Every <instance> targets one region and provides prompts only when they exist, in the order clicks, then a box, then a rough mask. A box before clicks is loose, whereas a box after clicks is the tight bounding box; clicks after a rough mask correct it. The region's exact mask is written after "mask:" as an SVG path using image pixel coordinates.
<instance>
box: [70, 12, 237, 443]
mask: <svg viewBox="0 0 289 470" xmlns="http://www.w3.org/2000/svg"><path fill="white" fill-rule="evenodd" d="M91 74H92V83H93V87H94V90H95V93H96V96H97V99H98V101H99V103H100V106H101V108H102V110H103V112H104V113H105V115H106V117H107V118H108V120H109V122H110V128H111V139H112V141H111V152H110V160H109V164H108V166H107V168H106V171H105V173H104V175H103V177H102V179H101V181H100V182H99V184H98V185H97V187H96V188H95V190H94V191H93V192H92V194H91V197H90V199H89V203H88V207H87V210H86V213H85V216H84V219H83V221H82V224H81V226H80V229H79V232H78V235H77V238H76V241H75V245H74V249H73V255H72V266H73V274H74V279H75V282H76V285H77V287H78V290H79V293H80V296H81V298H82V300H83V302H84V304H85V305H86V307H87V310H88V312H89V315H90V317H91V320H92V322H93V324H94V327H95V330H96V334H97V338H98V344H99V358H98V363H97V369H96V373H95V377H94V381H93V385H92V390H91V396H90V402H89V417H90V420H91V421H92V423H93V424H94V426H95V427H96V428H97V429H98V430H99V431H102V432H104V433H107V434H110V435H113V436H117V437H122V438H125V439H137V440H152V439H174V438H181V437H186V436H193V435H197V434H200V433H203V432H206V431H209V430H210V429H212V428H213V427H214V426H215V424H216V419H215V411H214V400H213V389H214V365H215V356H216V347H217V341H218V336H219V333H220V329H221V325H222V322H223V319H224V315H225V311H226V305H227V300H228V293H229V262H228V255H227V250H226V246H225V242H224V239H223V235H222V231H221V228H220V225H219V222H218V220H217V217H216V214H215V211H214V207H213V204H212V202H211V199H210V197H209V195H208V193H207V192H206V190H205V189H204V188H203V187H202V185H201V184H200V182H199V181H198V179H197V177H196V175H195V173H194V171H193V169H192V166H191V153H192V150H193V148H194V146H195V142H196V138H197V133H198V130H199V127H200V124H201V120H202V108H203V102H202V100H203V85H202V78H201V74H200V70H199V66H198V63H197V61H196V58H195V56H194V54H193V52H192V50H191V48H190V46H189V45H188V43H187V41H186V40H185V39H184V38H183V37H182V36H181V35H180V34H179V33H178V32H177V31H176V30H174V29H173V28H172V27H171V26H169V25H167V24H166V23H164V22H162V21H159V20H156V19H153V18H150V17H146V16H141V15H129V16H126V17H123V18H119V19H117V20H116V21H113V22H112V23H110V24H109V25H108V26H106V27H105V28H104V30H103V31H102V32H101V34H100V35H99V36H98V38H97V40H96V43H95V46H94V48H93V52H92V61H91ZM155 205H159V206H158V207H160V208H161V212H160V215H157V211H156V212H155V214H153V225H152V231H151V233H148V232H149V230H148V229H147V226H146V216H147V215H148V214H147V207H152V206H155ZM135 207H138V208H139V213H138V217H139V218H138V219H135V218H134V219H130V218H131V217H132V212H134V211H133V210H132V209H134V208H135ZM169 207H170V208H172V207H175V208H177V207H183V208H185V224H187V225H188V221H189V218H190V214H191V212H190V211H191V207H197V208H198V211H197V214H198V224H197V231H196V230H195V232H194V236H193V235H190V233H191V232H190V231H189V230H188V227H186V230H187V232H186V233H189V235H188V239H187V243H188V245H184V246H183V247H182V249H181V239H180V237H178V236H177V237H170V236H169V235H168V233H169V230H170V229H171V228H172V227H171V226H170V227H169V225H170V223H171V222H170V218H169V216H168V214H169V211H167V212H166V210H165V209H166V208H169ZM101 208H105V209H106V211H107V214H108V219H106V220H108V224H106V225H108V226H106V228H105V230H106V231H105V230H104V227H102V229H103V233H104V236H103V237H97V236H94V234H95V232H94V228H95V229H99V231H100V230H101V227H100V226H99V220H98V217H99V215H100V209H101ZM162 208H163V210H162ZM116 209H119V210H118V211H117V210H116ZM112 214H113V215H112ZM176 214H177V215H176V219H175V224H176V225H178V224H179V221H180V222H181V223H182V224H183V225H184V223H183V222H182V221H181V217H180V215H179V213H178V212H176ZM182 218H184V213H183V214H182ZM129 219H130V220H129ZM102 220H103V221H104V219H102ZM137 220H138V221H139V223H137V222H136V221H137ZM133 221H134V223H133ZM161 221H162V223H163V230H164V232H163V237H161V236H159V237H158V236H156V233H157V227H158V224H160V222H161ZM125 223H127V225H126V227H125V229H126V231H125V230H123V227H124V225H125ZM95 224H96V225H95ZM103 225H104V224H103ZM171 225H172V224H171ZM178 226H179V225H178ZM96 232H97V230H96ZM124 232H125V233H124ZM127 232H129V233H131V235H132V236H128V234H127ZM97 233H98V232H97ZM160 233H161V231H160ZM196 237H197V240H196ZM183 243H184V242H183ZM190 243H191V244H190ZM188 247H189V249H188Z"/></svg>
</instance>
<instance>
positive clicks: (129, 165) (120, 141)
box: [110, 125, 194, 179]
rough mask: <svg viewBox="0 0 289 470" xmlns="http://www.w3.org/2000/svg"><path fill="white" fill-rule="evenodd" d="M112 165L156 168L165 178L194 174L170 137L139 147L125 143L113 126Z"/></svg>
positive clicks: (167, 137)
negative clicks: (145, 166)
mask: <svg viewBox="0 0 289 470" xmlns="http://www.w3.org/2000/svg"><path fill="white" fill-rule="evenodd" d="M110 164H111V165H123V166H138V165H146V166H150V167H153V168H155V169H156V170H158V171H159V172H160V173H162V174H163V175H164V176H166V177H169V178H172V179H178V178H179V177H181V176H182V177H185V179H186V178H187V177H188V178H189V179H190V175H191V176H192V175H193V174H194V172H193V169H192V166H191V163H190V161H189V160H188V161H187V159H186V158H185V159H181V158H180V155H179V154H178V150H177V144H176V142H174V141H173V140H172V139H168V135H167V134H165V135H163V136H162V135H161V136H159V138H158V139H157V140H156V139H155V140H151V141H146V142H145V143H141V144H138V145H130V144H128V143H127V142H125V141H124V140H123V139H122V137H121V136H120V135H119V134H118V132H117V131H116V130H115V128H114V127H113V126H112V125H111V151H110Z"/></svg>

Problem:
Render everything from the start of the records down to the line containing "box: [70, 12, 237, 443]" as a Markdown table with the columns Row and Line. Leave out blank lines.

Solved exercise:
| Row | Line |
|---|---|
| 1 | Every <instance> targets one region and provides prompts only when they exist, in the order clicks, then a box, then a rough mask. A box before clicks is loose, whereas a box after clicks is the tight bounding box; clicks after a rough mask correct it. The region's exact mask is written after "mask:" as an SVG path using image pixel coordinates. |
| 2 | <instance> |
| 3 | box: [70, 12, 237, 443] |